BRIEF> Give every line from the one containing "Expected: one point per instance of the white fence" through the end of the records as a JSON list of strings, one string per line, omitting blank lines.

INPUT ROWS>
* * * * * * *

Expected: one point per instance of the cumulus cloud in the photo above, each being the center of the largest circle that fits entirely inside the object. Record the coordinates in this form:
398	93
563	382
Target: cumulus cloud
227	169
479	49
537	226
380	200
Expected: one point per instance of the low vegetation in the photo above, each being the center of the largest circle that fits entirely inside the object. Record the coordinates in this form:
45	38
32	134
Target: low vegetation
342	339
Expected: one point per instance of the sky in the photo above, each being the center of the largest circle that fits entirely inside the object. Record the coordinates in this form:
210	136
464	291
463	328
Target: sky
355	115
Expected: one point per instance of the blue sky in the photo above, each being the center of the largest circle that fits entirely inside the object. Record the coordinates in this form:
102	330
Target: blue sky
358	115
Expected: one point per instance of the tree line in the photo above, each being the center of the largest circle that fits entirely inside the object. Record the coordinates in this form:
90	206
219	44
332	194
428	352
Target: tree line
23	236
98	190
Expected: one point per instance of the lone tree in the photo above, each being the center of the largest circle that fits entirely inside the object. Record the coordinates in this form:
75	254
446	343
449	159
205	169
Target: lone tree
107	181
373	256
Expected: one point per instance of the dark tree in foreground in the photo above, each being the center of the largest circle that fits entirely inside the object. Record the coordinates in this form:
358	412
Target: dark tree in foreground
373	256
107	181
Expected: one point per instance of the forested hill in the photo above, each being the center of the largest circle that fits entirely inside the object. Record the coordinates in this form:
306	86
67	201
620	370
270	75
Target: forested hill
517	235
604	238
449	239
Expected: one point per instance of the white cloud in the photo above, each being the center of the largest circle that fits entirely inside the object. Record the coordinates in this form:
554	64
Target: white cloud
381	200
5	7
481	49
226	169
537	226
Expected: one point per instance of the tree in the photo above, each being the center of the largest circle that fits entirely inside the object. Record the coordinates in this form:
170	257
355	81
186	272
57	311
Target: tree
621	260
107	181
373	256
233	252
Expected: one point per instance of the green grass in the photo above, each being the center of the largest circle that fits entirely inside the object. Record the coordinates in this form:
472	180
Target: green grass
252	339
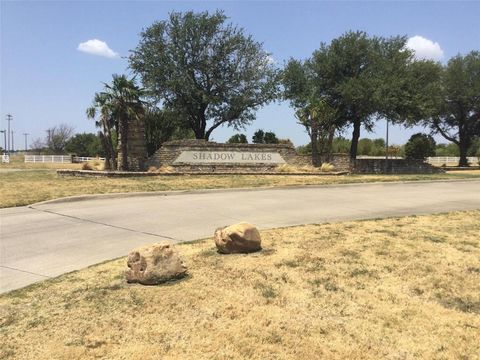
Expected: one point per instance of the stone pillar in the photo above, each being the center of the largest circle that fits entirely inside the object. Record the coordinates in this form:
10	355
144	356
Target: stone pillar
136	146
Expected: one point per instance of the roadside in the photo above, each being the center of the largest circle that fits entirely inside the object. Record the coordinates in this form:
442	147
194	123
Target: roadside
18	188
364	289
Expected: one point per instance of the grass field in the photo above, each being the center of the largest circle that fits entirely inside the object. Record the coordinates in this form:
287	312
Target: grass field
26	186
399	288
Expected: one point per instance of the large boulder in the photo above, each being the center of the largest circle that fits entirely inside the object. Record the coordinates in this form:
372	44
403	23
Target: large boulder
154	264
238	238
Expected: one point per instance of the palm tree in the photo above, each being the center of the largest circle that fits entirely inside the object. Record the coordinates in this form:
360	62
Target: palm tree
118	105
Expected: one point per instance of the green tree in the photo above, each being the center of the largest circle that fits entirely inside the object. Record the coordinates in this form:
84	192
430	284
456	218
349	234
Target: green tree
420	146
367	78
300	81
270	138
238	139
58	137
163	125
206	69
457	117
258	137
118	105
85	145
446	150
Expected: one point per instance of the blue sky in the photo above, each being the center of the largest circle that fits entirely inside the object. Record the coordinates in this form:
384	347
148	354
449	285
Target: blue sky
45	80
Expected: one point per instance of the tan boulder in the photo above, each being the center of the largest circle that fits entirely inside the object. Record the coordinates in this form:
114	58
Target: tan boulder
238	238
154	264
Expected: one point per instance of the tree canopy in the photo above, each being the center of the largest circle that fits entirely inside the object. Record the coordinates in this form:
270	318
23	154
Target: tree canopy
358	79
237	139
420	146
457	113
119	104
207	69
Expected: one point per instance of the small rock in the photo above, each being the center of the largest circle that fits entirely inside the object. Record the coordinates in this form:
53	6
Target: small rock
238	238
154	264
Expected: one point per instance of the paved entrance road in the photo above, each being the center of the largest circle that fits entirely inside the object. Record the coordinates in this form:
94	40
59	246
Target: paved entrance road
50	239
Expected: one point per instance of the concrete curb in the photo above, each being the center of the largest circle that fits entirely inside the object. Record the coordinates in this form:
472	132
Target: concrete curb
122	174
77	198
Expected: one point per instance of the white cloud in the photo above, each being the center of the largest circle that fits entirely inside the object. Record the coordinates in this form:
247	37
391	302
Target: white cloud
97	47
425	49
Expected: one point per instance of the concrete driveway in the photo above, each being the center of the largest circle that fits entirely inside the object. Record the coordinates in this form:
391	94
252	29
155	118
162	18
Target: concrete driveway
49	239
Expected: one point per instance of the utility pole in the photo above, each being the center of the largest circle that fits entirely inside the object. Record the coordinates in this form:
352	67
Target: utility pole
26	147
9	118
386	151
4	140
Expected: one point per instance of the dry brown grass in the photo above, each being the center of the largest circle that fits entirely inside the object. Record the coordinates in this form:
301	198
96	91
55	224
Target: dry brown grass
23	187
396	289
327	167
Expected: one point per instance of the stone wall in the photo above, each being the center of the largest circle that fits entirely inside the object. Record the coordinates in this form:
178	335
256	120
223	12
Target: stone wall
395	166
169	153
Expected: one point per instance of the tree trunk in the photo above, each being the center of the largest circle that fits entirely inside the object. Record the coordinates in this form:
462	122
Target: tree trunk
123	128
106	147
355	137
463	147
331	136
314	142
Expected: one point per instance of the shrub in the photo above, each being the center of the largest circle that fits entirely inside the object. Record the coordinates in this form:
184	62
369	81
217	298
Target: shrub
420	146
327	167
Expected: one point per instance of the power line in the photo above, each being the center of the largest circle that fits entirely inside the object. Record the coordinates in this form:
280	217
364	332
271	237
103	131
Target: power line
25	134
9	118
4	140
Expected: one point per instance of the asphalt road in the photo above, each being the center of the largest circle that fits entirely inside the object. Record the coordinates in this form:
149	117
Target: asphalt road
49	239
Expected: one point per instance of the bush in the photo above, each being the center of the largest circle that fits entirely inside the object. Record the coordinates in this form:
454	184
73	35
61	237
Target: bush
238	139
420	146
327	167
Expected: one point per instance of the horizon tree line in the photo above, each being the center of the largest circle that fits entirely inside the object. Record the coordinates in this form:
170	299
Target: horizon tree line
199	72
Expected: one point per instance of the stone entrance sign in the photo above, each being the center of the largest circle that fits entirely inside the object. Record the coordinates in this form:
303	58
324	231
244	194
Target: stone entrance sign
205	156
229	157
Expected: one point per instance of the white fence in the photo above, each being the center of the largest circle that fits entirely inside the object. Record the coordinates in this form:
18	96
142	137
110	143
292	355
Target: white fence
450	160
48	159
86	158
378	157
64	159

* * * * * * *

TASK ANSWER>
[
  "Expected: one point per instance of the white fence in the photo above, each being the center of the largest circle that fits entirely inside the object. Record the coordinates in this form:",
  "18\t96",
  "142\t137",
  "110\t143",
  "292\t355",
  "Target: white fence",
  "450\t160",
  "48\t159",
  "86\t158",
  "378\t157",
  "64\t159"
]